> [Given task]
Quote the full listing word for word.

> [Provided material]
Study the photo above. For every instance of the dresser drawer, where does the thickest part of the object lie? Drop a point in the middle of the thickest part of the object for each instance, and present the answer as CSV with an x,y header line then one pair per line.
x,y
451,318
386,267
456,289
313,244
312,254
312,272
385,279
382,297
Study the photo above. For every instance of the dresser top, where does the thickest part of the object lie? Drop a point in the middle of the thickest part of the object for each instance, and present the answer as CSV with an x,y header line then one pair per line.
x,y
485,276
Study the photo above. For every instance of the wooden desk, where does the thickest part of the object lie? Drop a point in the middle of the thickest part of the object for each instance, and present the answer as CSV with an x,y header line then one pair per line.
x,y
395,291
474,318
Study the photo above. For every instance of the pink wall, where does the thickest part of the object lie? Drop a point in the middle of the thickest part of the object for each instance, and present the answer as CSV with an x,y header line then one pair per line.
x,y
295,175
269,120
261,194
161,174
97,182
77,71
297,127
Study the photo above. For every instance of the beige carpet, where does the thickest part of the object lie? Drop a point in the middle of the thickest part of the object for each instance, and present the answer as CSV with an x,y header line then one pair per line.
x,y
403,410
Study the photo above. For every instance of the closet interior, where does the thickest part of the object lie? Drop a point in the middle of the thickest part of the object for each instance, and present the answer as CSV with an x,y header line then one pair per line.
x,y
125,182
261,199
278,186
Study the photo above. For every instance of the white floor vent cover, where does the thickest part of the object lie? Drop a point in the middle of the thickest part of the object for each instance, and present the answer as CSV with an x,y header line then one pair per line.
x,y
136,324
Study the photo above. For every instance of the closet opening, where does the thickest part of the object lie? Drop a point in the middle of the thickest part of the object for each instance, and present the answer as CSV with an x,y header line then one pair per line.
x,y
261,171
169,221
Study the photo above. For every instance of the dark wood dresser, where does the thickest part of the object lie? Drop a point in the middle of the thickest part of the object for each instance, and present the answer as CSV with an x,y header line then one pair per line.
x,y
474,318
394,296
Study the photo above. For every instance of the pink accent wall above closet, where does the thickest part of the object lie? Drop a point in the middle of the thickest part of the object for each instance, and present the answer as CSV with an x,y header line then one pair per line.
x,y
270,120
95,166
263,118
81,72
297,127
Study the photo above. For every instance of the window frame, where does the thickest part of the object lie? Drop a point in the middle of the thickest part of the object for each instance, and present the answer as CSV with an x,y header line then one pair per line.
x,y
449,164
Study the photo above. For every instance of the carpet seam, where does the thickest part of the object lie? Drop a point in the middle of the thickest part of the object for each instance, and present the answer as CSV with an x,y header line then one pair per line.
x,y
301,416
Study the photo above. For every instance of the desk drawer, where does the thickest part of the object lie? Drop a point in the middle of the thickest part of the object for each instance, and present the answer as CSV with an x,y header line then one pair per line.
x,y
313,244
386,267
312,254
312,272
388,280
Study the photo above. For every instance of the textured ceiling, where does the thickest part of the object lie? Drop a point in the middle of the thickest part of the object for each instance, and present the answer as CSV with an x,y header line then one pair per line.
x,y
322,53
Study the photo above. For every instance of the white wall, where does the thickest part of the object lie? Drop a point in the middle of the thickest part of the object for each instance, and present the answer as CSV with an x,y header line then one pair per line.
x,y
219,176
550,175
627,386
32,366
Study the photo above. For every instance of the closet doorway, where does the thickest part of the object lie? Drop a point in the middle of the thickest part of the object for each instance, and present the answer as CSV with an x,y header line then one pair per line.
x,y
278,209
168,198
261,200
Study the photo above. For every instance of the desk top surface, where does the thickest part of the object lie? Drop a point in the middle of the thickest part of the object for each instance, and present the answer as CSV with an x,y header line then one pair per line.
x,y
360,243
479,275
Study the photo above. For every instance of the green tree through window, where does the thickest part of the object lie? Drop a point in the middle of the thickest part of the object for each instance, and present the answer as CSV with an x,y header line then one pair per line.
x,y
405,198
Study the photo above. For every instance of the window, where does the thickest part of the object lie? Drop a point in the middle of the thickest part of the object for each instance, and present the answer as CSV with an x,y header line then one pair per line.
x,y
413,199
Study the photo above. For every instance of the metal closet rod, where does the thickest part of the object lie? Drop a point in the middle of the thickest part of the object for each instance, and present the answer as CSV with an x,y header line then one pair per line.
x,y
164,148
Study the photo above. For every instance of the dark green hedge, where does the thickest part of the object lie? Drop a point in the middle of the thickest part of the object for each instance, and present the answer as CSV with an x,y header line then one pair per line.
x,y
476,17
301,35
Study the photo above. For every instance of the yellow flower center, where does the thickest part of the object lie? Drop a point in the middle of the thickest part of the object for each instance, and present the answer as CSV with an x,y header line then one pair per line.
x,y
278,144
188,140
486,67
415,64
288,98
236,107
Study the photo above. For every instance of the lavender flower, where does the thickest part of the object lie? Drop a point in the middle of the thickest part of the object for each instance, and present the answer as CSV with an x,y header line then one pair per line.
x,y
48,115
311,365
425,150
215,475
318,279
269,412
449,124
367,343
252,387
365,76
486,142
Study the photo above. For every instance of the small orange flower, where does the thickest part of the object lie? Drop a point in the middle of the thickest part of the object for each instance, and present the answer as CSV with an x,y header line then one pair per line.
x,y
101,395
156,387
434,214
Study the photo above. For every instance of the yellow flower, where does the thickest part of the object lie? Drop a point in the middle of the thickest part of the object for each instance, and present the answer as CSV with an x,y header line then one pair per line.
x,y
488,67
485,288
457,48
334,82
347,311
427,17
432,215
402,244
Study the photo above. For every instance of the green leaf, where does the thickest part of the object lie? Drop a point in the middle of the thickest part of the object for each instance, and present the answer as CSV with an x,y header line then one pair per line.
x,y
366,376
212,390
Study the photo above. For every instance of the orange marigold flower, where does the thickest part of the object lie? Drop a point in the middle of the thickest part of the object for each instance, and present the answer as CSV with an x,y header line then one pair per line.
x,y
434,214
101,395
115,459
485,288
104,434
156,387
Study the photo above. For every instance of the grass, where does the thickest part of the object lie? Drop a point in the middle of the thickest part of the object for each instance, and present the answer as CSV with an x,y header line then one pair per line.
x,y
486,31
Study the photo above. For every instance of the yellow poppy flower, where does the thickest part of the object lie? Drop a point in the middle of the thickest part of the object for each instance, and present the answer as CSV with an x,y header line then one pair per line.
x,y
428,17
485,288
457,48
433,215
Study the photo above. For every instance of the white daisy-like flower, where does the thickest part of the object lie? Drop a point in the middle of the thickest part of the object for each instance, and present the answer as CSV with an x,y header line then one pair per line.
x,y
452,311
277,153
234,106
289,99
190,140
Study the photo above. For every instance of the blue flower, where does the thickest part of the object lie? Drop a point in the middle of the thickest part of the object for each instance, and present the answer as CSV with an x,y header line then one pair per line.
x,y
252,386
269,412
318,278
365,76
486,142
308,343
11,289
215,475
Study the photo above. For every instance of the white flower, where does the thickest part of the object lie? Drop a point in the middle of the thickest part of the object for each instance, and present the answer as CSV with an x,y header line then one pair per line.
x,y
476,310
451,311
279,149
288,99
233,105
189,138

> [Exercise response]
Study the photo above. For every instance of the dresser drawer, where does the thickest part of the object lie? Drop a point in the middle of the thickest part of the object for each instance, and present the answer as CSV with an x,y header line then one pair per line.
x,y
451,318
386,267
456,289
313,244
312,254
312,272
385,279
382,297
Study the photo above. For every instance of the dresser top, where does the thickest part of the object lie? Drop a point in the middle of the thickest part of the object for each instance, and present the answer as CSV with an x,y header line then one pair per line.
x,y
485,276
Study the photo above. For every instance of the wooden desk, where does the thickest part of the object lie? Drop a point in the middle of the thickest part of the object for each instance, and present the answer as CSV with an x,y header line then one pair per line.
x,y
395,291
474,318
Study the photo above. For every instance of the pink wall, where does the thickest part of the object lie? Drop a point in the middle of the thickest part of the object for each instance, and present the answer as CSV with an x,y header line then one pair per line.
x,y
295,175
269,120
261,194
161,174
97,182
77,71
297,127
Study the photo above. For every instance of the beige carpet, where does the thickest part of the object lie? Drop a point in the middle of the thickest part of the object for each instance, and present the answer as CSV with an x,y header line then one pair per line.
x,y
403,410
Study the photo above. For every instance of the closet interior, where does the thickest part of the object lie? Drop a point in the middle of the thickest part of the object for each instance, and present the answer as CSV with an x,y header line then one pair per line.
x,y
125,182
261,199
278,186
Study the photo above. For every instance of the white floor vent cover, where does the thickest part of the object lie? Drop a point in the middle of the thickest part of the object for each instance, and present the answer as CSV with an x,y header line then one pair per line.
x,y
136,324
Study the photo above. For every instance of the closet opening, where does the thickest part of the object lie? Drop a point in the middle of the thickest part of the object for each instance, and present the answer as CSV with an x,y header line then one pair per line.
x,y
261,171
169,221
Study the photo above. For every instance of the dark wood dresser, where does the thickest part of the object lie? Drop a point in the middle of the thickest part of the object for each instance, and present the answer as CSV with an x,y header line then one pair per line.
x,y
474,318
394,296
Study the photo above. For every instance of the pink accent wall above closet, where does the thickest part of the object lie? Drop a point in the middle of the thickest part of the object for each instance, and present the answer as CSV with an x,y header line then one pair per line.
x,y
270,120
95,166
263,118
81,72
297,127
Study the photo above. For every instance of the window frame, where does the thickest part of the object lie? Drop a point in the middle of the thickest part of the object for each instance, and present the answer as CSV with an x,y header line then one pair per line.
x,y
449,164
Study the photo above. For every instance of the carpet seam, where does the thickest part of the object lie? Drop a point in the middle of the thickest part of the object for each instance, and present the answer as CSV with an x,y header line then one pair per line.
x,y
301,416
Study the photo above. For every instance of the desk drawer, where does the thickest part of the object lie? Drop a point in the middle of the thickest part of the object for each instance, and present the answer as CSV with an x,y header line then one pair per line.
x,y
313,244
386,267
312,254
312,272
388,280
Study the photo above. For every instance of the textured ceiling, where does the thickest part of the object lie? Drop a point in the middle of the thickest part of the object for each instance, and present the answer as CSV with an x,y header line then one pair per line.
x,y
322,53
Study the photo above. For every instance of the white wall, where does the thickest part of the object lie? Drop a point in the middle of the thickest part of the object for each instance, and present the answer as CSV with an x,y header line then one pair per line.
x,y
219,176
550,175
627,386
32,366
Study the photo above. For every instance of the closet doorway, where does the thickest part of the object lie? Drop a point in the middle of the thickest part of the object for each instance, and present the answer as CSV with an x,y header line then one pair per line.
x,y
278,209
168,198
261,200
Study the photo above. For every instance of the desk top surface, where does the thickest part of the object lie? Drop a point in the middle of the thickest part of the object for each instance, and present the answer as CSV with an x,y header line then one pair per line.
x,y
360,243
479,275
Study the photo above. For every instance of the green tree through window, where does the thickest part of the object lie? Drop a point in the middle of the thickest part of the object for each instance, and present the answer as CSV with an x,y header line then one pair per line.
x,y
405,198
Study the photo above. For every instance of the window, where does the thickest part of the object lie? Drop a point in the middle of the thickest part of the object for each instance, and present the answer as CSV with an x,y header line then one pair per line.
x,y
413,199
Study the photo above. For every instance of the metal closet rod, where does the thickest part of the object lie? Drop a point in the middle of the thickest part of the object for each instance, and present the answer as CSV with an x,y header line then one pair per line.
x,y
164,148
Study the photo above. For every instance of the dark green hedge, where does the thickest part of the object lie? Drop a point in the middle of the thickest part of the object for each instance, and present the answer as CSV with an x,y header line then one pair per line.
x,y
476,17
301,35
Study the photo above. For every instance of the yellow flower center, where does the thickest part of the object lie? Drop a point in the middle of the thickest part of the object for each instance, and present the answer as CSV with an x,y header line then one pair per line.
x,y
278,144
188,140
486,67
415,64
288,98
236,107
Study the photo above. For every instance of the lavender flower, where does the thickest part of the object lie? Drop a point in the middle of the thickest part of the object for each instance, and present the answer as CSV with an x,y header line then one pair per line.
x,y
48,115
311,365
425,150
215,475
318,279
269,412
449,124
367,343
252,387
365,76
486,142
Study the photo above. For every instance of the small orange flower, where does the thickest part of the object lie? Drop a point in the middle of the thickest part of the object for each instance, and present the answer as CSV with an x,y header line then one pair per line.
x,y
101,395
156,387
434,214
Study the photo above. For every instance of the yellow flower, where does the thickest part of the object lie? Drop a point in the middle of the thickest part of the object for each instance, and present the answer as CSV with an x,y header line then one pair per line.
x,y
488,67
485,288
457,48
334,82
347,311
427,17
432,215
402,244
Study the photo above. For every instance of the green leaf, where does the thickest part of the object lie? Drop a point in the middle of the thickest part of the object for each instance, and present the answer as CSV with an x,y header line then one pair per line.
x,y
366,376
212,390
Study the photo above. For every instance of the orange marigold flower, where does the thickest part of the object lie? Drop a point in the middle of the thickest part of the object for each instance, and present the answer as CSV with an x,y header line then one pair per line.
x,y
434,214
101,395
115,459
485,288
104,434
156,387
Study the photo above. For every instance of the grass, where does the thickest part of the object lie? Drop a point in the middle of the thickest part of the object for each instance, and present the answer as CSV with an x,y header line then one pair per line.
x,y
486,31
Study the photo above. For every instance of the yellow poppy flower, where does the thickest part of the object lie? Drop a point in the middle of the thickest part of the object for each instance, and present the answer as CSV with an x,y header line then one pair per line.
x,y
428,17
485,288
457,48
433,215
Study the photo above. For every instance of the white daisy-like flower, where does the thickest part of the object lie? Drop a point in the middle of the thickest part of the object for each instance, and present the answer as CSV with an x,y header line then one pair per line.
x,y
452,311
277,153
234,106
289,99
190,140
Study the photo above. For every instance of the blue flower, where does the thickest part of the object lie? Drop a point in the middle of the thickest part of the object for each instance, and present the answer as CSV with an x,y header line then one pair per line.
x,y
252,386
269,412
318,278
365,76
486,142
308,343
11,289
215,475
Study the photo above. For every instance of the white flower, where does the thickest part of the object lie? Drop a point in the middle of the thickest part of the object for each instance, and present the answer as CSV with an x,y header line then one pair per line.
x,y
476,310
451,311
279,149
288,99
233,105
189,138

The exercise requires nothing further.